Retype the material in full, keeping every word the same.

***

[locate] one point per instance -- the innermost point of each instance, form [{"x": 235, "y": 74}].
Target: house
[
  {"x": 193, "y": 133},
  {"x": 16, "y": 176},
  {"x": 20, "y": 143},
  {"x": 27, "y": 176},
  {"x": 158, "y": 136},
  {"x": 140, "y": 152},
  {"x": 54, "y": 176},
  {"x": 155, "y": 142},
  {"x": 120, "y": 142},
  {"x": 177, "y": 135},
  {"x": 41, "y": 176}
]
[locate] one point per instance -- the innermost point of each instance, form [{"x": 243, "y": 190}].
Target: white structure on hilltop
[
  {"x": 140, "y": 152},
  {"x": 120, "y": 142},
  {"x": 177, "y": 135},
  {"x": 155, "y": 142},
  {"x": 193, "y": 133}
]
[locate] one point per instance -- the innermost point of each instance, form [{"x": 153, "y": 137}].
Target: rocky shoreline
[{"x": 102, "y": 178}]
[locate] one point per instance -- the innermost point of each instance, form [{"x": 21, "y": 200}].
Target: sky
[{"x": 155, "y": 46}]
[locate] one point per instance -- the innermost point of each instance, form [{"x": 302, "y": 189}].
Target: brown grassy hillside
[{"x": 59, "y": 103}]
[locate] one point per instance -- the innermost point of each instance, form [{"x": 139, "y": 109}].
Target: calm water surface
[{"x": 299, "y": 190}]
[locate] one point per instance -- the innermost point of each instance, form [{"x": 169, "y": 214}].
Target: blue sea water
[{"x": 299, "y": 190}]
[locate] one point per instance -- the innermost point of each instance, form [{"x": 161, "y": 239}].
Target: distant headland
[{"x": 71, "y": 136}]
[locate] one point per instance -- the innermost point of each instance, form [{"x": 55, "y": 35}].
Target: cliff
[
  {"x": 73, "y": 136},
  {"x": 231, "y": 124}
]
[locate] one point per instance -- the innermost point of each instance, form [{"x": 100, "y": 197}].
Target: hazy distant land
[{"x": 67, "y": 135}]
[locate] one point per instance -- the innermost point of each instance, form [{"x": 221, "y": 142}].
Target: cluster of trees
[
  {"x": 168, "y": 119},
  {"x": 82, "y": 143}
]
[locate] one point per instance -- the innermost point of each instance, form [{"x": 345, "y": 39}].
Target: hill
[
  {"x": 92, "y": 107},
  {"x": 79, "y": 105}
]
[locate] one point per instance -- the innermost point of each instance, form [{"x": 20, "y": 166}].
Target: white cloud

***

* [THE COMPLETED TASK]
[locate] one point per instance -- the innermost point of each instance, form [{"x": 235, "y": 74}].
Target: house
[
  {"x": 193, "y": 133},
  {"x": 16, "y": 176},
  {"x": 20, "y": 143},
  {"x": 27, "y": 176},
  {"x": 158, "y": 136},
  {"x": 140, "y": 152},
  {"x": 54, "y": 176},
  {"x": 155, "y": 142},
  {"x": 120, "y": 142},
  {"x": 177, "y": 135},
  {"x": 41, "y": 176}
]
[locate] one point per instance -- the innermost point of each instance, form [{"x": 243, "y": 190}].
Target: white structure on hilltop
[
  {"x": 140, "y": 152},
  {"x": 120, "y": 142},
  {"x": 177, "y": 135},
  {"x": 155, "y": 142},
  {"x": 193, "y": 133}
]
[locate] one point per instance -- the innermost point of each instance, form [{"x": 153, "y": 137}].
Target: rocky shoreline
[{"x": 102, "y": 178}]
[locate] one point per instance -- the innermost point of each instance, form [{"x": 21, "y": 200}].
Target: sky
[{"x": 155, "y": 46}]
[locate] one point per instance -- the innermost point of each instance, form [{"x": 302, "y": 189}].
Target: brown grassy hillside
[{"x": 59, "y": 103}]
[locate] one point per instance -- the innermost point of each instance, form [{"x": 139, "y": 109}].
Target: calm water surface
[{"x": 299, "y": 190}]
[locate] one point per instance -- the innermost point of each instance, form [{"x": 169, "y": 214}].
Target: blue sea water
[{"x": 299, "y": 190}]
[locate] one point per instance -- the innermost point of each instance, form [{"x": 161, "y": 239}].
Target: distant headland
[{"x": 71, "y": 136}]
[locate] one point per instance -- the innermost point of each instance, form [{"x": 55, "y": 35}].
Target: cliff
[
  {"x": 73, "y": 136},
  {"x": 231, "y": 124}
]
[locate] one point per instance -- the innermost point of each instance, form [{"x": 100, "y": 197}].
Target: hazy distant land
[{"x": 67, "y": 135}]
[locate] one point per instance -- the innermost point of each instance, form [{"x": 221, "y": 142}].
Target: cluster of trees
[
  {"x": 168, "y": 119},
  {"x": 82, "y": 143}
]
[locate] one point per instance -- the innermost point of each instance, form [{"x": 345, "y": 39}].
Target: hill
[
  {"x": 92, "y": 107},
  {"x": 79, "y": 105}
]
[locate] one point per instance -- the innermost point of each instance, form [{"x": 20, "y": 166}].
Target: white cloud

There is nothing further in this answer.